**Short problem 1:** Quote the aggregators text in full, word for word.

**Provided text:**
(begin)

Aggregators

Aggregation is the process of reducing a series of values to a single value that represents some property of the series. An aggregate function or aggregator is a function that performs this operation. This section describes predefined aggregators and a simple mechanism to create your own. Examples of aggregators are: count, largest value, mean...

Aggregator groups and aggregators

A property like the number of elements or the number of elements that are not missing in a series is meaningful for all series regardless of their element type. The result is always an integer. A property like the first element is also universally relevant, but the type of the result depends on the element type. More than that, the type of the result is equal to the element type. These two examples illustrate the two main kinds of aggregators: those where the result is of a specific type, and those where the result type is the same as the element type.

The most common aggregators are defined as static properties or methods of the Aggregators class, and are listed below.

Member	Description
Count	Computes the number of non-missing values.
Max	Returns the largest value.
Min	Returns the smallest value.
First	Returns the first non-missing value.
Last	Returns the last non-missing value.
Skip(Int32)	Returns the first non-missing value after skipping the specified number of non-missing values.
Mean	Returns the mean of the non-missing values.
Sum	Returns the sum of the non-missing values.
Variance	Returns the sample variance of the non-missing values.
StandardDeviation	Returns the sample standard deviation of the non-missing values.
Skewness	Returns the skewness of the non-missing values.
Kurtosis	Returns the kurtosis of the non-missing values.
Median	Returns the median of the non-missing values.

(end)

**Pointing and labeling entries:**

(begin)

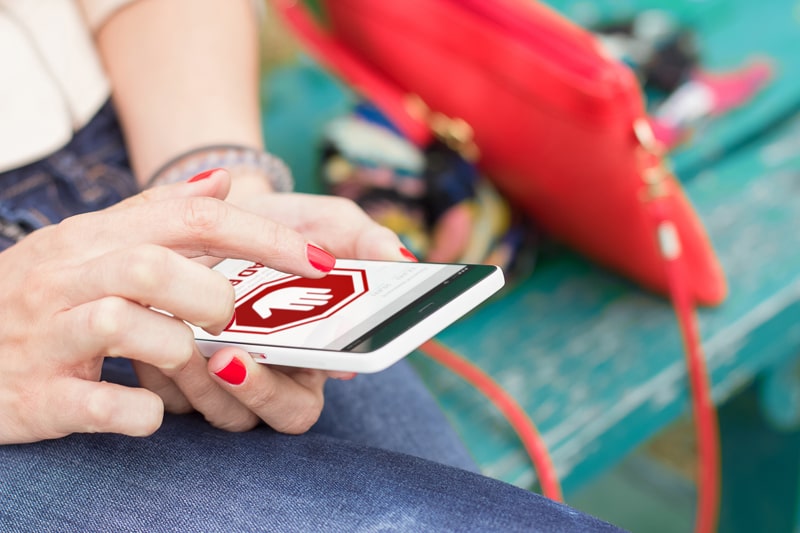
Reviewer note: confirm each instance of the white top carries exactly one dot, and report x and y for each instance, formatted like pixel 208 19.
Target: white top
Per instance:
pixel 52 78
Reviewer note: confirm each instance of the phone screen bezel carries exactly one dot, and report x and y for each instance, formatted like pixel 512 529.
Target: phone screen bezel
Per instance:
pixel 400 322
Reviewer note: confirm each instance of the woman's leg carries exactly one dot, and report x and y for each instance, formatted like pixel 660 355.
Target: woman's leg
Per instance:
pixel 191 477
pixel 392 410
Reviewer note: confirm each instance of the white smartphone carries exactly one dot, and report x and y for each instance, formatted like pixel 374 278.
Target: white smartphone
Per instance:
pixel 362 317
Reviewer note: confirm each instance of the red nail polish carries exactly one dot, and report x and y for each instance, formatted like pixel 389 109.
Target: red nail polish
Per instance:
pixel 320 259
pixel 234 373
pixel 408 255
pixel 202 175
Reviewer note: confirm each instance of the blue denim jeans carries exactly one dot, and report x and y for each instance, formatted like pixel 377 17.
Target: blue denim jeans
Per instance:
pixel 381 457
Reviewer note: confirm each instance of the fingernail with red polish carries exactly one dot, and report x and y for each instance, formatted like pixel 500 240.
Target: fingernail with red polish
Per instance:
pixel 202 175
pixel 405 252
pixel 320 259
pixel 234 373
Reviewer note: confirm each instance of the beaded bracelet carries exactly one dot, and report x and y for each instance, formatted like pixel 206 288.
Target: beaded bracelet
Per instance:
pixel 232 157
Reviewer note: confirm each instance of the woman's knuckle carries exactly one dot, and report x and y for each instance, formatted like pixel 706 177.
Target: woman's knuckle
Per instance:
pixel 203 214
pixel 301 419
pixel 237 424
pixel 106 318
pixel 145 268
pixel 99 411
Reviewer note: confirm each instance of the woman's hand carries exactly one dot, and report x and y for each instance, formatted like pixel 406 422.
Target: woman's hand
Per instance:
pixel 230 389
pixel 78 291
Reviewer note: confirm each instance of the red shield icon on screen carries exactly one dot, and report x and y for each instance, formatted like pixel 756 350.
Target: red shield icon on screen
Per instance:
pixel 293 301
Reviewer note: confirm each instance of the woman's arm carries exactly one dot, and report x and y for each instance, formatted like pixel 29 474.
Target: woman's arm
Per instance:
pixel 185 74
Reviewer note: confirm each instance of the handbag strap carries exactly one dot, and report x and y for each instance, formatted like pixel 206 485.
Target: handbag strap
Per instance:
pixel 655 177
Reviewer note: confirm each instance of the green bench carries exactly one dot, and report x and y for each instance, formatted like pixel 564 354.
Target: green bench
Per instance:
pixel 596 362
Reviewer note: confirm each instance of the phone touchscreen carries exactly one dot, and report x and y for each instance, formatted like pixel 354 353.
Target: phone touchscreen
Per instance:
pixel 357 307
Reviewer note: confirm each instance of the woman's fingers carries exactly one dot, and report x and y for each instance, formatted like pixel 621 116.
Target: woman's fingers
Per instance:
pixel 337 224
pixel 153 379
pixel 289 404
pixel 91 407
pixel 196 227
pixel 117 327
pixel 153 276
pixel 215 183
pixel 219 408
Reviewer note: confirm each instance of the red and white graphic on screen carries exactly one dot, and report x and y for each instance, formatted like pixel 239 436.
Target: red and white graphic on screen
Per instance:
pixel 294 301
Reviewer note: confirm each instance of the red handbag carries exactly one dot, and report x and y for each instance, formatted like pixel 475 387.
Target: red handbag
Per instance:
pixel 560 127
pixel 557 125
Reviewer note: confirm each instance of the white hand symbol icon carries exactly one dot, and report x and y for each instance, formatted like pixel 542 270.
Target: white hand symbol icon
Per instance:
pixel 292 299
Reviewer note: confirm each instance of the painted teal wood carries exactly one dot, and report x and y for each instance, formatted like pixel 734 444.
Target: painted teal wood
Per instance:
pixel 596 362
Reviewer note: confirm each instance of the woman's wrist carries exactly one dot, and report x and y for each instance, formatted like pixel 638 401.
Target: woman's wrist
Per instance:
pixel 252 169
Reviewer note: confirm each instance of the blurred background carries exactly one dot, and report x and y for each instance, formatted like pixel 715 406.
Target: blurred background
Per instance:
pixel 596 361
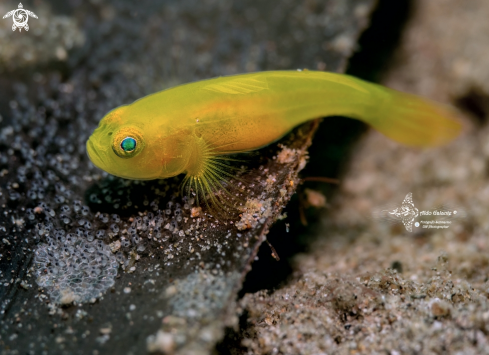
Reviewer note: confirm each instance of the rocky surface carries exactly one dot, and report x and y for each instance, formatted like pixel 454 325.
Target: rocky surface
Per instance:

(end)

**Short problem 2:** Convert the rows, from the line containing "Reviewer note: confirm each instance of the red handbag" through the end of the rows, into a JSON list of strings with one string per line, skipping blank lines. Leave the pictures out of the answer.

**Task output 1:**
Aggregators

Aggregation is the process of reducing a series of values to a single value that represents some property of the series. An aggregate function or aggregator is a function that performs this operation. This section describes predefined aggregators and a simple mechanism to create your own. Examples of aggregators are: count, largest value, mean...

Aggregator groups and aggregators

A property like the number of elements or the number of elements that are not missing in a series is meaningful for all series regardless of their element type. The result is always an integer. A property like the first element is also universally relevant, but the type of the result depends on the element type. More than that, the type of the result is equal to the element type. These two examples illustrate the two main kinds of aggregators: those where the result is of a specific type, and those where the result type is the same as the element type.

The most common aggregators are defined as static properties or methods of the Aggregators class, and are listed below.

Member	Description
Count	Computes the number of non-missing values.
Max	Returns the largest value.
Min	Returns the smallest value.
First	Returns the first non-missing value.
Last	Returns the last non-missing value.
Skip(Int32)	Returns the first non-missing value after skipping the specified number of non-missing values.
Mean	Returns the mean of the non-missing values.
Sum	Returns the sum of the non-missing values.
Variance	Returns the sample variance of the non-missing values.
StandardDeviation	Returns the sample standard deviation of the non-missing values.
Skewness	Returns the skewness of the non-missing values.
Kurtosis	Returns the kurtosis of the non-missing values.
Median	Returns the median of the non-missing values.

**Task output 2:**
[
  "Reviewer note: confirm each instance of the red handbag carries exactly one dot, and report x and y for each instance, formatted like pixel 475 387.",
  "Target: red handbag",
  "Per instance:",
  "pixel 560 127",
  "pixel 557 125",
  "Reviewer note: confirm each instance of the white hand symbol icon carries exactly one dot, and report x and y for each instance, formatted like pixel 542 270.",
  "Target: white hand symbol icon",
  "Per instance:",
  "pixel 292 299",
  "Reviewer note: confirm each instance of the painted teal wood carries exactly one dot, and report x and y for each instance, formatted like pixel 734 444.",
  "Target: painted teal wood",
  "Per instance:",
  "pixel 596 362",
  "Reviewer note: confirm each instance of the woman's wrist carries exactly one dot, and report x and y for each instance, formatted like pixel 638 401.",
  "Target: woman's wrist",
  "Per instance:",
  "pixel 252 169",
  "Reviewer note: confirm each instance of the blurred background carries exactly one dot, and report x and y for each instance, formatted like pixel 715 406.",
  "Target: blurred background",
  "Per instance:",
  "pixel 596 361",
  "Reviewer note: confirm each instance of the rocky surface carries exactly one dot, and report x and y for each instance, formatted like pixel 454 325.",
  "Target: rocky surface",
  "Per instance:"
]